#### Source:
________

Boole on Aristotle
I was recently reading George Boole’s “Investigation of the Laws of Thought” and I was having trouble replicating one of his derivations. Since I had trouble finding any explanation online of how he got his results, I thought it would be worth putting my attempt online.
A little context first. Boole builds up this elaborate set of mechanisms and rules of thumb for solving systems of equations in which the variables \(x\) satisfy the equation \(x^2=x\), or equivalently, \(x*(1-x) = 0\). This methodology allows you figure out relationships among the variables that are not explictly stated, but are implied by the system together with the above equation.
More than 2000 years before Boole created this system, Aristotle developed his logic around syllogisms. The cannonical example of a syllogism is the following. “All men are mortal. Socrates is a man. Therefore Socrates is mortal.” Syllogisms always have two premises that share a common term (in this case “man/men”). The rules of syllogism determine the correct relationship between the other two terms in the premises (in this case “Socrates” and “mortal”).
Aristotle’s syllogisms can be expressed in Boole’s calculus as a system of two equations with a relatively limited form. Since Boole shows how to solve arbitrary systems of equations, it’s very natural to apply his methods to Aristotle’s syllogisms. He does this in the maximal generality possible. Throughout most the book up to this point, Boole includes essentially all the details of his derivations. However, when deriving conclusions from the premises of Aristotelian syllogisms, he skips right to the end.
I tried to follow along by reproducing the results, but I couldn’t make it work. I am recording my best attempt below in the hopes that somebody might stumble across it and set me straight. Since I also could not find an explicit derivation (in the original form of Boole’s calculus) online, I thought somebody in the future might go looking for it and be happy to see an attempt (flawed though it may be).
I don’t provide any of the background on Boole’s calculus. I encourage you to read it for yourself if you are interested. For something that has become so pervasive in the modern world of computers, Boole’s first introduction of this method is charmingly exotic. It can found in its entirety online here.
The Derivation
The system we are presented with is the following:
\[\begin{align*} vx &= v'y\\ wz &= w'y \end{align*}\]The idea is to determine the relationship that holds between \(x\) and \(z\). Here \(v,v',w,w'\) are class symbols that are either 1 or are indefinite class symbols. We assume \(v\) and \(v'\) are not both 1 and \(w\) and \(w'\) are not both 1. (It is unclear if this fact is important in the derivation I am trying to reconstruct.)

________

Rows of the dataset
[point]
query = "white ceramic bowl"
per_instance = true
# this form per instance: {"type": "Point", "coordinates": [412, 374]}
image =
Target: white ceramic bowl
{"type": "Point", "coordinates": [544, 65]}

________

#### Instructions:
**A.** According to the post on Boole and Aristotle, how many premises does a syllogism always have?
**B.** List the sentences that make up the canonical syllogism example in the post on Boole and Aristotle.
**C.** Please carry on the post on Boole and Aristotle from the point where it stops.
The records have no connection to the post on Boole and Aristotle.

#### Results of the exercise:
**A.** Two premises that share a common term.

**B.**
"All men are mortal."
"Socrates is a man."
"Therefore Socrates is mortal."

**C.**
The above system gives us the single equation \(\begin{equation} \label{elim} vx - v'y -w'y + wz = 0 \end{equation}\) from which we must eliminate \(y\).
We will take advantage of some techniques of abbreviation introduced by Boole in his Chapter IX.
From \(vx - v'y = 0\), we can square it to obtain
\[vx(1-v'y) + (1-vx)v'y = 0.\]Similarly \(wz -w'y = 0\) give us
\[wz(1-w'y) + (1-wz)w'y = 0.\]So by adding we have
\[\begin{equation}\label{eq:p1} vx(1-v'y) + (1-vx)v'y + wz(1-w'y) + (1-wz)w'y = 0. \end{equation}\]in order to use other abbreviations we want this to be a sum of constituents \(V\) that satisfy \(V(1-V)=0\). We can therefore rely on
\[1-v'y = (1-v')y + v'(1-y) + (1-v')(1-y)\]and similar equations for \(1-vx\), \(1-w'y\), and \(1-wz\) to get
\[\begin{align} \label{eq:p2} vx[(1-v')y + v'(1-y) + (1-v')(1-y)] &+ \\ \nonumber v'y[(1-v)x + v(1-x) + (1-v)(1-x)] &+ \\ \nonumber wz[(1-w')y + w'(1-y) + (1-w')(1-y)] &+ \\ \nonumber w'y[(1-w)z + w(1-z) + (1-w)(1-z)] & = 0 \end{align}\]We want to express this as \(Ez + E'(1-z) = 0\) with \(y\) eliminated from both \(E\) and \(E'\). Ch. 9, Prop. III tells us we can find \(E\) by setting \(z=1\) in Eq. (\ref{eq:p2}) and eliminating \(y\) from the result. To find \(E'\) we set \(z=0\) and elimnate \(y\) from the result.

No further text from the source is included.